> **Task description**: For the data below, say how many lines contain "side". Only the number should be given.

> **Dataset records**:
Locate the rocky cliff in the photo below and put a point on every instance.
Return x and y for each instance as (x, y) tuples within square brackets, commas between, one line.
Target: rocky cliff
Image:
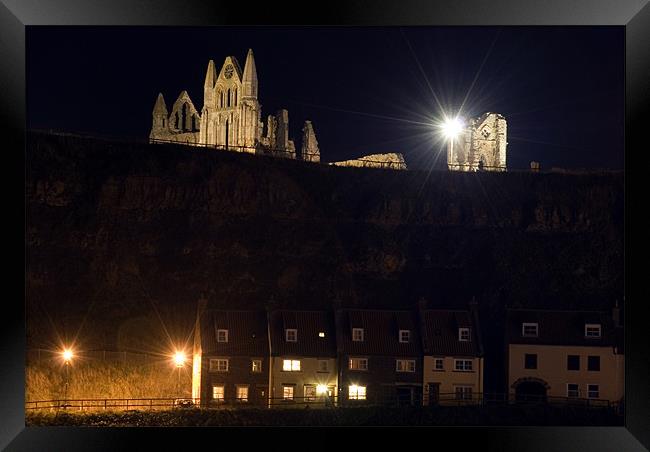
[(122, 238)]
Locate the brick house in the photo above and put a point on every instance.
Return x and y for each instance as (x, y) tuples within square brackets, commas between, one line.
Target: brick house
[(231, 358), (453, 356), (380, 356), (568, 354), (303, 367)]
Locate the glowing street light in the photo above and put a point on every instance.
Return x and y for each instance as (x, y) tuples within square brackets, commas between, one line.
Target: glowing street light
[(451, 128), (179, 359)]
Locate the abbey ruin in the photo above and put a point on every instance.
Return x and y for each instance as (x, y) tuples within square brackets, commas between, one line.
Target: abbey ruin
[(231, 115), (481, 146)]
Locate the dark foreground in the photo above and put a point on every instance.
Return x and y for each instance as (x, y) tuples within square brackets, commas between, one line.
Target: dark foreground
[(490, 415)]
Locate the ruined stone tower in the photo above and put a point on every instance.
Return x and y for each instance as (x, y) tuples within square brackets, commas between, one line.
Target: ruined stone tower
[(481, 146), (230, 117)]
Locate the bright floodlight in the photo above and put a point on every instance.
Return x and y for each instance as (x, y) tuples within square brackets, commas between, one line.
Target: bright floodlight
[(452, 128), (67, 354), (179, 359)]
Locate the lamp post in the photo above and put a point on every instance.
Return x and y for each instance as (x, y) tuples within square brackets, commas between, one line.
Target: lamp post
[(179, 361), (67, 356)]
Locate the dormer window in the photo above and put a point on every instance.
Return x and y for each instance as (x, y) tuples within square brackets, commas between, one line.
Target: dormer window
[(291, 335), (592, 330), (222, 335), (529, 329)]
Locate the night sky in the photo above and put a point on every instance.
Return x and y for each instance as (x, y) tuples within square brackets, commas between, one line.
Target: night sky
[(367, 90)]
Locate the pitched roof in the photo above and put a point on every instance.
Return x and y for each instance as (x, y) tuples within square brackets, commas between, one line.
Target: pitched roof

--

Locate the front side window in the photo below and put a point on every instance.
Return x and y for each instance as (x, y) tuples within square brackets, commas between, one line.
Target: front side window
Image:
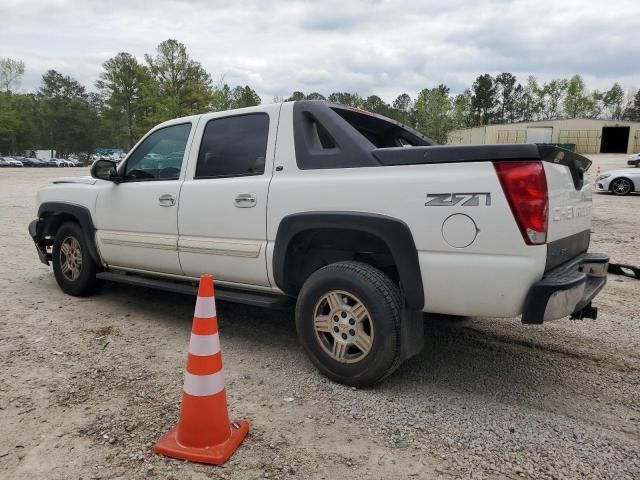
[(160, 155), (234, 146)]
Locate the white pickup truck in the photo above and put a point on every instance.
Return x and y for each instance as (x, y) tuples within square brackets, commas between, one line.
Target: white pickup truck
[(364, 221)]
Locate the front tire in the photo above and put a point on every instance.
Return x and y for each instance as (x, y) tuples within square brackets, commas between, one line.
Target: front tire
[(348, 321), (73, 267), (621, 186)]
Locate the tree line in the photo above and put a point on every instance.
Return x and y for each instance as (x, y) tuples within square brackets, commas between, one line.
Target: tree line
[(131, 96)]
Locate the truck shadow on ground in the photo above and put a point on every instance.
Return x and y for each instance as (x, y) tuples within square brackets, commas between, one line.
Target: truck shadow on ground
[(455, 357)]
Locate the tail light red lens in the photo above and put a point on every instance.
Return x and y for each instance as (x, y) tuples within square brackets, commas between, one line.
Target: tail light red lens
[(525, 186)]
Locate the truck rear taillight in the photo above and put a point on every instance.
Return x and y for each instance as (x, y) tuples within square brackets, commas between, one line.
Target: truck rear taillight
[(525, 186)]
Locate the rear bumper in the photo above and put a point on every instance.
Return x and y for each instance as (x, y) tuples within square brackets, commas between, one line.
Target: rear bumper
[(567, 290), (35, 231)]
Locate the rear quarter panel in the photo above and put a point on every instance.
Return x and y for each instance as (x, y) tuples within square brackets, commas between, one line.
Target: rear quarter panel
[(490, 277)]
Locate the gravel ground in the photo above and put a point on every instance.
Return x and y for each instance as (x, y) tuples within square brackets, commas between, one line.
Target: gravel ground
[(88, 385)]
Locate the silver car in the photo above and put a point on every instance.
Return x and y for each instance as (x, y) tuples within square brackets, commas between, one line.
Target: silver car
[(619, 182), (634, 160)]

==

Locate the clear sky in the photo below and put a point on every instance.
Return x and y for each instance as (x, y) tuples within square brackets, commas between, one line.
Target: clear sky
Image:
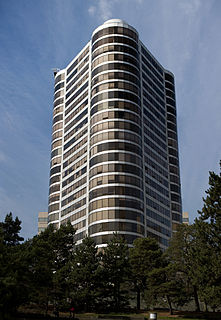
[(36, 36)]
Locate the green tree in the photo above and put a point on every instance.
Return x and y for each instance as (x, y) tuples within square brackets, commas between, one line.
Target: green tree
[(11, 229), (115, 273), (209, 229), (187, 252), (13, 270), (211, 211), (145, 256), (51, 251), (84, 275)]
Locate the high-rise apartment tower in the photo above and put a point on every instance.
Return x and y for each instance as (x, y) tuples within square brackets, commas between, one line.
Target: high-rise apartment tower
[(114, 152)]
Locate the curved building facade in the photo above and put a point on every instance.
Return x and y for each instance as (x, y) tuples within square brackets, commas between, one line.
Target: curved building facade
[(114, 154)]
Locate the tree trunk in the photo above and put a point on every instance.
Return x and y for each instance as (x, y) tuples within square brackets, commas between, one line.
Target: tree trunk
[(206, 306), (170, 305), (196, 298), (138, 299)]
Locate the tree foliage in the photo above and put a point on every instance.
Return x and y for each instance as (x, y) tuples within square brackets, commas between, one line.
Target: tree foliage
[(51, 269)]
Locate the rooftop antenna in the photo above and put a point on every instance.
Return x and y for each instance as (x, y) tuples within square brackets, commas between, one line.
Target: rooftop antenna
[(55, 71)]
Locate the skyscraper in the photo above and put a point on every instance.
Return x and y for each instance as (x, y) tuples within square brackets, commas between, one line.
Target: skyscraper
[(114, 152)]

> **Result of the task**: 2